To do =
Exclude the pictures and return every line exactly as written.

Dataset excerpts =
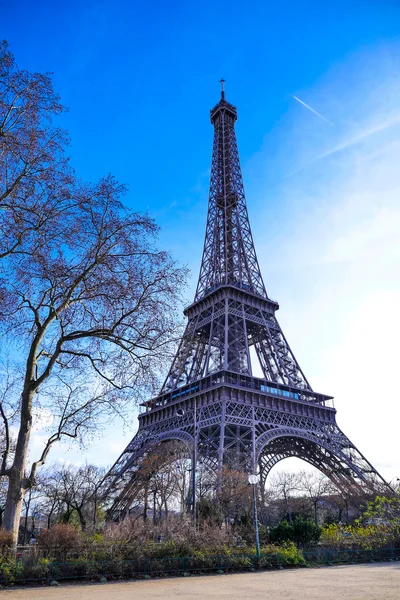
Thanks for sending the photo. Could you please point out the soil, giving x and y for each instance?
(362, 582)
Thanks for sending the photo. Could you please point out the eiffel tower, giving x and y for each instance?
(211, 401)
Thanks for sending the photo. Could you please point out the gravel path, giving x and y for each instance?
(361, 582)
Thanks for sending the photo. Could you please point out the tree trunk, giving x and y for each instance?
(17, 482)
(82, 519)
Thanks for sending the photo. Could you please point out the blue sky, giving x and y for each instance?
(139, 80)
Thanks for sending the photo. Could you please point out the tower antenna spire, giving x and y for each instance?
(210, 402)
(222, 82)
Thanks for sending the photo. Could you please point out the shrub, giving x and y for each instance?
(303, 532)
(59, 541)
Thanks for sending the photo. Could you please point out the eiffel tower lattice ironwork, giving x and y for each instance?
(211, 400)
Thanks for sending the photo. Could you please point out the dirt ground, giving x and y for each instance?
(361, 582)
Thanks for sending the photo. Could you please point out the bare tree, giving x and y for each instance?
(316, 486)
(234, 493)
(77, 486)
(87, 301)
(283, 486)
(34, 173)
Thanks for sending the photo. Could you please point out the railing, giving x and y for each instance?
(240, 380)
(45, 570)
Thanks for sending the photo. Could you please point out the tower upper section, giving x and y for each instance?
(229, 257)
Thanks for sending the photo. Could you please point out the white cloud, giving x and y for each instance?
(335, 261)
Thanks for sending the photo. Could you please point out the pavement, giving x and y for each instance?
(379, 581)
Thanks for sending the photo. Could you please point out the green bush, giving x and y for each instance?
(303, 532)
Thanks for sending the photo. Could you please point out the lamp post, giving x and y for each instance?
(253, 480)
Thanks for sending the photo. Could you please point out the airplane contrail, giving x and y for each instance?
(313, 110)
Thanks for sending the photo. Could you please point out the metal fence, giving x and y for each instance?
(45, 570)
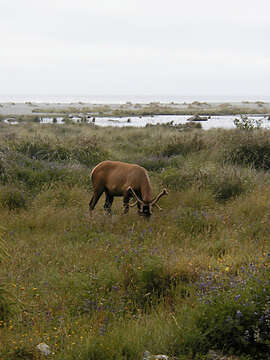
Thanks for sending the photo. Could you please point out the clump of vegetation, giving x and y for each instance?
(192, 280)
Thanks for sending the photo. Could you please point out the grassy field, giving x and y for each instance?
(192, 279)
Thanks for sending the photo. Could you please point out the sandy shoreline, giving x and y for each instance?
(32, 108)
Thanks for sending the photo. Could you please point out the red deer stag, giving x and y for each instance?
(116, 178)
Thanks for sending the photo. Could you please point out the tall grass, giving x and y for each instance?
(191, 280)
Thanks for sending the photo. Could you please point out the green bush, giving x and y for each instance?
(238, 320)
(248, 149)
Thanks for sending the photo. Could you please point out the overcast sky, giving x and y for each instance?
(135, 47)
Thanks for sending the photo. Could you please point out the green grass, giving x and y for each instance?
(193, 278)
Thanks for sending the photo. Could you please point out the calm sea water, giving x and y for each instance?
(121, 99)
(225, 122)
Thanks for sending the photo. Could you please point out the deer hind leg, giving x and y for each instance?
(94, 200)
(126, 202)
(108, 203)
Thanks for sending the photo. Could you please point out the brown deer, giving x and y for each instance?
(117, 178)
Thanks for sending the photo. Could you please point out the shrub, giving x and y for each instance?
(248, 149)
(238, 320)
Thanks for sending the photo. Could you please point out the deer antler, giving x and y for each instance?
(159, 208)
(163, 192)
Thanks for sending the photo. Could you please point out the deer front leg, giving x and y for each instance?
(108, 203)
(94, 200)
(126, 203)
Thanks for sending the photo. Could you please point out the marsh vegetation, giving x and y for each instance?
(192, 279)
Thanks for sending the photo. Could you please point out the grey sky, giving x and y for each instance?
(135, 47)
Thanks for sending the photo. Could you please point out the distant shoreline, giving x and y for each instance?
(133, 109)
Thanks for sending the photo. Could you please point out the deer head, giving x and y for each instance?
(144, 208)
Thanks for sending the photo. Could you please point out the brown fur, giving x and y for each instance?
(117, 178)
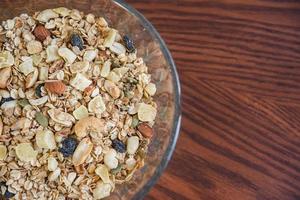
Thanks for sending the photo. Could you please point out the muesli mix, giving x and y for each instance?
(76, 103)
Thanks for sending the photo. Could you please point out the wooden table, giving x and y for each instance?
(239, 65)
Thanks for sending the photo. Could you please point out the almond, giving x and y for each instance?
(57, 87)
(41, 33)
(145, 130)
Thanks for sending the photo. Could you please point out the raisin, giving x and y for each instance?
(119, 146)
(4, 100)
(77, 41)
(38, 91)
(129, 44)
(68, 146)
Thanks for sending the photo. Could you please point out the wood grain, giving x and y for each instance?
(239, 68)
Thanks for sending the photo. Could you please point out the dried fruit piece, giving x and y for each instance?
(146, 112)
(22, 123)
(110, 159)
(90, 55)
(80, 82)
(145, 129)
(41, 119)
(82, 151)
(132, 144)
(25, 152)
(63, 118)
(5, 74)
(110, 39)
(68, 55)
(77, 41)
(102, 190)
(102, 171)
(96, 105)
(129, 43)
(56, 87)
(52, 164)
(89, 124)
(68, 146)
(41, 33)
(6, 59)
(81, 112)
(3, 152)
(80, 67)
(45, 139)
(34, 47)
(38, 102)
(62, 11)
(54, 175)
(46, 15)
(119, 146)
(1, 126)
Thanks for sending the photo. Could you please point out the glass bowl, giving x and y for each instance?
(161, 65)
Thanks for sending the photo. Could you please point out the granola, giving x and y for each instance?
(76, 106)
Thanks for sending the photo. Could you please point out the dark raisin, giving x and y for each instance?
(68, 146)
(8, 195)
(4, 100)
(77, 41)
(119, 146)
(129, 44)
(38, 91)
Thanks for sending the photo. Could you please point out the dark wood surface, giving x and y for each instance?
(239, 65)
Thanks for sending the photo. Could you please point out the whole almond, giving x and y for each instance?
(41, 33)
(57, 87)
(145, 130)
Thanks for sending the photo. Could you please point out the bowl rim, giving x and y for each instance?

Completed task =
Thanks for sending the photo. Could you please point out the soil, giving x and y for each instance?
(362, 582)
Thanks for sending the photo. Could you please point out the eiffel tower, giving x and y for each instance?
(211, 401)
Thanks for sending the photo. Could you please point out the gravel path, giving x and y for each instance?
(361, 582)
Thanks for sending the photo. Could you please point out the tree trunk, giving x and y for each instance?
(17, 482)
(82, 519)
Thanks for sending the photo. Could you please point out the blue sky, giving x and y for each instance?
(139, 80)
Thanks for sending the photo. Could you please point out the tower antenna spire, giving x and y for each instance?
(210, 402)
(222, 82)
Thanks for sending the photo. Could you please point out the shrub, giving x and y for each instance?
(303, 532)
(59, 541)
Thanks for sending the photo. Could you please point out the eiffel tower lattice ironwork, giving x and y for each instance?
(211, 400)
Thanks for sending the photo. Could you please point out the dirt ground, giving x and y for each instance?
(361, 582)
Thanks for sending the photo. Could you please point out the bare tree, giving x and y for each instance?
(316, 486)
(234, 493)
(77, 486)
(87, 301)
(283, 486)
(34, 173)
Thanks for sending the photo. Could you please point out the railing, giving x and y for each instance?
(240, 380)
(45, 570)
Thanks for sending the photo. Could you please point out the tower upper section, giving x and y for each instance?
(229, 257)
Thanks for sending the photo. Could you please point out the white cloud, giving x and y for each instance?
(335, 261)
Thanks for sending the photo. Could you please point out the pavement, giving x and y for each instance?
(379, 581)
Thanks for sending the photo. Could you please point out the green bush, giving x and y for each instance?
(303, 532)
Thanks for sending the photo. Could you please point out the lamp post, giving x and y for each instance?
(253, 480)
Thanks for sending the photo. Could you please point out the airplane contrail, giving x and y for each instance?
(313, 110)
Thanks for sending the photo. Could you please point out the metal fence, giving x and y for each instance?
(45, 570)
Thanks for sending the photo. Could you please point out the clump of vegetation, giving x and y for each instance?
(192, 280)
Thanks for sending the photo. Could you please point out the grassy field, giving x and y for each instance?
(192, 279)
Thanks for sending the photo. Could you please point out the sandy shoreline, giving x and y for each instance?
(32, 108)
Thanks for sending the photo. Could you please point out the red deer stag, giving x and y for each instance?
(116, 178)
Thanks for sending the photo. Could you please point out the tall grass, giving x and y for each instance?
(191, 280)
Thanks for sending the photo. Could you please point out the green bush, giving x and y for each instance?
(238, 320)
(248, 149)
Thanks for sending the photo. Could you please point out the overcast sky, giving x and y for each instance?
(135, 47)
Thanks for sending the photo. Could you please point out the green grass, giving x and y for each instance?
(193, 278)
Thanks for sending the photo. Could you please point out the calm sea water, giving x and y for each instance?
(121, 99)
(225, 122)
Thanks for sending the photo. Could you please point out the deer hind leg, giving x and y for each instance?
(94, 200)
(126, 202)
(108, 203)
Thanks for sending the photo. Could you please point out the brown deer, giving x and y for each instance?
(117, 178)
Thanks for sending the photo. Could you please point out the shrub, giving x and y for each instance?
(248, 149)
(238, 320)
Thanks for sending the photo. Could you please point out the deer antler, giving x and y for each instance?
(159, 208)
(163, 192)
Thanks for sending the photo. Could you please point out the deer front leg, giving x and y for each instance?
(108, 203)
(94, 200)
(126, 203)
Thanks for sending the photo. Could you please point out the marsh vegetation, giving x and y for each instance?
(192, 279)
Thanks for sending the photo. Could you please point out the grey sky, giving x and y for each instance?
(135, 47)
Thanks for sending the photo. Could you please point out the distant shoreline, giving x and y for each instance?
(133, 109)
Thanks for sending the photo. Could you please point out the deer head, giving x and y for each instance?
(144, 208)
Thanks for sending the photo. Could you please point out the brown fur, giving x and y for each instance?
(117, 178)
Thanks for sending the photo. Could you please point out the muesli mix, giving x and y for each instance?
(76, 103)
Thanks for sending the photo. Could you please point out the wooden table, giving x and y for each instance?
(239, 65)
Thanks for sending the photo. Could you please point out the almond, giving x and y for each instance?
(57, 87)
(41, 33)
(145, 130)
Thanks for sending the photo. Could you please point out the raisin, giving x and y for each instance?
(119, 146)
(4, 100)
(77, 41)
(38, 91)
(129, 44)
(68, 146)
Thanks for sending the photo. Could you please point out the wood grain, giving x and y for each instance?
(239, 68)
Thanks for sending the photo. Could you please point out the dried fruit piece, giving x and y for each instance?
(146, 112)
(22, 123)
(110, 159)
(90, 55)
(80, 82)
(145, 129)
(41, 119)
(82, 151)
(132, 144)
(25, 152)
(63, 118)
(5, 74)
(110, 39)
(68, 55)
(77, 41)
(102, 190)
(102, 171)
(96, 105)
(129, 43)
(56, 87)
(52, 164)
(89, 124)
(68, 146)
(41, 33)
(6, 59)
(81, 112)
(3, 152)
(80, 67)
(45, 139)
(34, 47)
(38, 102)
(62, 11)
(54, 175)
(46, 15)
(119, 146)
(1, 126)
Thanks for sending the photo. Could you please point out the glass bowl, giving x and y for each instance?
(161, 65)
Thanks for sending the photo. Could you please point out the granola, giving x and y for each instance?
(76, 106)
Thanks for sending the photo. Could you please point out the dark raisin, giving x and y for each instance?
(68, 146)
(8, 195)
(4, 100)
(77, 41)
(119, 146)
(129, 44)
(38, 91)
Thanks for sending the photo. Could you please point out the dark wood surface, giving x and y for each instance?
(239, 65)
Thanks for sending the photo. Could you please point out the whole almond, giving x and y for each instance?
(41, 33)
(57, 87)
(145, 130)
Thanks for sending the photo. Could you please point out the bowl rim, giving x and y for each instance?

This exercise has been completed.